A conclusão é de um estudo do Iscte, inserido no Projecto Europeu Eurostudent VIII, que analisou as condições de vida e de estudo dos alunos do ensino superior. Foram inquiridos, online, mais de dez mil estudantes.

O “custo de vida” é o maior responsável pelas despesas dos estudantes. Neste indicador, inserem-se nove categorias de consumo: alojamento, alimentação, transporte, comunicação, saúde, assistência à infância, pagamento de dívidas (excepto amortizações), actividades de lazer social e outras despesas comuns. Para suportar tudo isto, os estudantes despendem, em média, 762 euros por mês, mais de 84% das despesas totais.

O relatório mostra também que o montante necessário para despesas mensais depende da idade do estudante e de este ser trabalhador ou não. Os estudantes mais velhos e com mais horas de trabalho, assim como os que têm rendimentos próprios, são os que assinalam uma despesa maior por mês: 1269 euros. Em contrapartida, são os bolseiros que gastam menos: em média, cerca de 518 euros mensais.

Lista de tarefas
(A) Responda a estas perguntas com base no texto sobre as despesas dos estudantes:
(i) Quantos estudantes foram inquiridos online?
(ii) Quanto gastam os estudantes, em média, por mês com o custo de vida?
(iii) Quanto gastam os bolseiros, em média, por mês?
(B) Prossiga o texto sobre as despesas dos estudantes a partir da última frase apresentada.
As linhas têm origem numa fonte diferente do texto sobre as despesas dos estudantes.

[Excertos de dados de regiões etiquetadas]
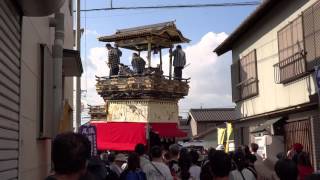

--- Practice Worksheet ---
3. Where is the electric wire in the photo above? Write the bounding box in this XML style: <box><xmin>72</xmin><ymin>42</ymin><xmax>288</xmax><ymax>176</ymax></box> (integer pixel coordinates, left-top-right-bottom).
<box><xmin>80</xmin><ymin>1</ymin><xmax>260</xmax><ymax>12</ymax></box>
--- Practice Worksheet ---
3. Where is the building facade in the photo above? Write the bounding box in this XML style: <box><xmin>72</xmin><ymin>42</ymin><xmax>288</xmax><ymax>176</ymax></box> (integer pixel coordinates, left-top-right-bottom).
<box><xmin>214</xmin><ymin>0</ymin><xmax>320</xmax><ymax>169</ymax></box>
<box><xmin>0</xmin><ymin>0</ymin><xmax>82</xmax><ymax>180</ymax></box>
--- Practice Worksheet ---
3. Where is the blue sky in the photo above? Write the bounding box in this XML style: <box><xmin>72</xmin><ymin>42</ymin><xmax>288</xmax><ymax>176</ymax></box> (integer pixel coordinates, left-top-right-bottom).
<box><xmin>77</xmin><ymin>0</ymin><xmax>256</xmax><ymax>121</ymax></box>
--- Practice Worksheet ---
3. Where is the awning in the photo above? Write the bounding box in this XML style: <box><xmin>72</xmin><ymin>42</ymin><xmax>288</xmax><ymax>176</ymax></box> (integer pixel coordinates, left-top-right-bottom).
<box><xmin>17</xmin><ymin>0</ymin><xmax>65</xmax><ymax>17</ymax></box>
<box><xmin>251</xmin><ymin>117</ymin><xmax>282</xmax><ymax>133</ymax></box>
<box><xmin>151</xmin><ymin>123</ymin><xmax>187</xmax><ymax>137</ymax></box>
<box><xmin>62</xmin><ymin>49</ymin><xmax>83</xmax><ymax>77</ymax></box>
<box><xmin>91</xmin><ymin>121</ymin><xmax>147</xmax><ymax>151</ymax></box>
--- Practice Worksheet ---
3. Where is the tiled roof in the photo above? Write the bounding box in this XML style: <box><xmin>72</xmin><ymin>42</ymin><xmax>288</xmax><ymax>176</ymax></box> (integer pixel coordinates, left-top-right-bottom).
<box><xmin>188</xmin><ymin>108</ymin><xmax>237</xmax><ymax>122</ymax></box>
<box><xmin>98</xmin><ymin>21</ymin><xmax>190</xmax><ymax>43</ymax></box>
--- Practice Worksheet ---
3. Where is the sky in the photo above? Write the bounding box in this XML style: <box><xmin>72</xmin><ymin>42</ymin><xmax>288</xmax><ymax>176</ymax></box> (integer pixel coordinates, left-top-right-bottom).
<box><xmin>78</xmin><ymin>0</ymin><xmax>256</xmax><ymax>122</ymax></box>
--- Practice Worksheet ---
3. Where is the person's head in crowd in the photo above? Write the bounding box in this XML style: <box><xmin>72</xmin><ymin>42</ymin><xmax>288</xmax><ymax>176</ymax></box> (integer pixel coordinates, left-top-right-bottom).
<box><xmin>250</xmin><ymin>143</ymin><xmax>259</xmax><ymax>153</ymax></box>
<box><xmin>134</xmin><ymin>144</ymin><xmax>146</xmax><ymax>156</ymax></box>
<box><xmin>169</xmin><ymin>144</ymin><xmax>180</xmax><ymax>159</ymax></box>
<box><xmin>276</xmin><ymin>152</ymin><xmax>286</xmax><ymax>160</ymax></box>
<box><xmin>190</xmin><ymin>150</ymin><xmax>199</xmax><ymax>164</ymax></box>
<box><xmin>241</xmin><ymin>145</ymin><xmax>251</xmax><ymax>155</ymax></box>
<box><xmin>51</xmin><ymin>132</ymin><xmax>91</xmax><ymax>179</ymax></box>
<box><xmin>108</xmin><ymin>152</ymin><xmax>116</xmax><ymax>163</ymax></box>
<box><xmin>208</xmin><ymin>148</ymin><xmax>217</xmax><ymax>157</ymax></box>
<box><xmin>114</xmin><ymin>153</ymin><xmax>127</xmax><ymax>167</ymax></box>
<box><xmin>298</xmin><ymin>152</ymin><xmax>312</xmax><ymax>167</ymax></box>
<box><xmin>132</xmin><ymin>53</ymin><xmax>139</xmax><ymax>57</ymax></box>
<box><xmin>128</xmin><ymin>152</ymin><xmax>140</xmax><ymax>171</ymax></box>
<box><xmin>216</xmin><ymin>144</ymin><xmax>225</xmax><ymax>151</ymax></box>
<box><xmin>151</xmin><ymin>146</ymin><xmax>162</xmax><ymax>161</ymax></box>
<box><xmin>233</xmin><ymin>150</ymin><xmax>247</xmax><ymax>171</ymax></box>
<box><xmin>304</xmin><ymin>173</ymin><xmax>320</xmax><ymax>180</ymax></box>
<box><xmin>106</xmin><ymin>43</ymin><xmax>112</xmax><ymax>50</ymax></box>
<box><xmin>209</xmin><ymin>151</ymin><xmax>231</xmax><ymax>180</ymax></box>
<box><xmin>178</xmin><ymin>152</ymin><xmax>192</xmax><ymax>180</ymax></box>
<box><xmin>274</xmin><ymin>159</ymin><xmax>298</xmax><ymax>180</ymax></box>
<box><xmin>292</xmin><ymin>143</ymin><xmax>303</xmax><ymax>153</ymax></box>
<box><xmin>100</xmin><ymin>152</ymin><xmax>109</xmax><ymax>163</ymax></box>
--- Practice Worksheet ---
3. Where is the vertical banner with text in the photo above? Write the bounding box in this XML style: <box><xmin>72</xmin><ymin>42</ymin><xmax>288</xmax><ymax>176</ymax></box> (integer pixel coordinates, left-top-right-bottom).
<box><xmin>79</xmin><ymin>125</ymin><xmax>98</xmax><ymax>156</ymax></box>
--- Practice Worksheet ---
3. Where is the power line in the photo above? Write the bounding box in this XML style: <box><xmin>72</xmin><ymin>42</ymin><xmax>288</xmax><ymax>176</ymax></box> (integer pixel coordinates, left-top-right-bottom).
<box><xmin>80</xmin><ymin>1</ymin><xmax>260</xmax><ymax>12</ymax></box>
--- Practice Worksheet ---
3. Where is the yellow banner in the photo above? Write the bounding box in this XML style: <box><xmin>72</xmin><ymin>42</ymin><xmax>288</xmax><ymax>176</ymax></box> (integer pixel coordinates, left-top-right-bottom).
<box><xmin>59</xmin><ymin>101</ymin><xmax>72</xmax><ymax>133</ymax></box>
<box><xmin>226</xmin><ymin>123</ymin><xmax>233</xmax><ymax>152</ymax></box>
<box><xmin>218</xmin><ymin>128</ymin><xmax>226</xmax><ymax>145</ymax></box>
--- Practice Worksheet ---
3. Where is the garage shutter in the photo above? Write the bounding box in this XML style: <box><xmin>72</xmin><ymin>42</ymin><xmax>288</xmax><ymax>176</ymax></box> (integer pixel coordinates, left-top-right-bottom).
<box><xmin>0</xmin><ymin>0</ymin><xmax>21</xmax><ymax>179</ymax></box>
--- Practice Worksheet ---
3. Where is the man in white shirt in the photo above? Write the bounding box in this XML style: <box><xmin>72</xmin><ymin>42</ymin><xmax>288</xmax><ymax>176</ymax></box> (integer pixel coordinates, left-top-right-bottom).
<box><xmin>142</xmin><ymin>146</ymin><xmax>173</xmax><ymax>180</ymax></box>
<box><xmin>110</xmin><ymin>153</ymin><xmax>127</xmax><ymax>177</ymax></box>
<box><xmin>134</xmin><ymin>144</ymin><xmax>150</xmax><ymax>168</ymax></box>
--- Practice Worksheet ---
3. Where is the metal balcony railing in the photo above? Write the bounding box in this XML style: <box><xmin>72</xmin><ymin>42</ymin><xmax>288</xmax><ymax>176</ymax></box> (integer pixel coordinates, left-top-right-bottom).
<box><xmin>273</xmin><ymin>52</ymin><xmax>307</xmax><ymax>84</ymax></box>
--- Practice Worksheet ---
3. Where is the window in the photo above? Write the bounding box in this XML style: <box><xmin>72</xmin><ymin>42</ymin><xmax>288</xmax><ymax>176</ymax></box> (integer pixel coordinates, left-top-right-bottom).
<box><xmin>274</xmin><ymin>16</ymin><xmax>306</xmax><ymax>83</ymax></box>
<box><xmin>38</xmin><ymin>44</ymin><xmax>54</xmax><ymax>138</ymax></box>
<box><xmin>302</xmin><ymin>1</ymin><xmax>320</xmax><ymax>71</ymax></box>
<box><xmin>231</xmin><ymin>50</ymin><xmax>258</xmax><ymax>102</ymax></box>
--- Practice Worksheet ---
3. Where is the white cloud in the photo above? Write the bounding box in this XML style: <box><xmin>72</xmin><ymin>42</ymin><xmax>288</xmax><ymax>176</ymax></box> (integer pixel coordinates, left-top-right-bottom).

Respostas por tarefa
(A)
(i) Mais de dez mil estudantes.
(ii) 762 euros.
(iii) Cerca de 518 euros.

(B)
Sem surpresas, o alojamento é “a despesa com mais impacto no conjunto de encargos dos estudantes do ensino superior”, correspondendo a 33,5% da despesa mensal, refere o estudo. Em termos médios, “mas com situações muito diversas”, salvaguardam os autores, são precisos 300 euros por mês só para pagar habitação. Este valor aumenta para os estudantes deslocados a estudar em Lisboa, que precisam, em média, de 363 euros para alojamento.

A situação de residência dos estudantes do ensino superior é “relativamente diversificada”. Quase metade (49,3%) vive em casa dos pais ou de familiares. Ainda assim, o estudo aponta que “houve uma redução dos estudantes que vivem com os seus pais” face à última edição do projecto.

O número é mais alto entre os que têm até 21 anos (55,3%) e assim se mantém até aos 24 anos (55,7%), e entre os que estudam em Lisboa (56,2%), o que “pode estar relacionado com o tipo de custos de alojamento que têm sido observados nos últimos anos nesta região”.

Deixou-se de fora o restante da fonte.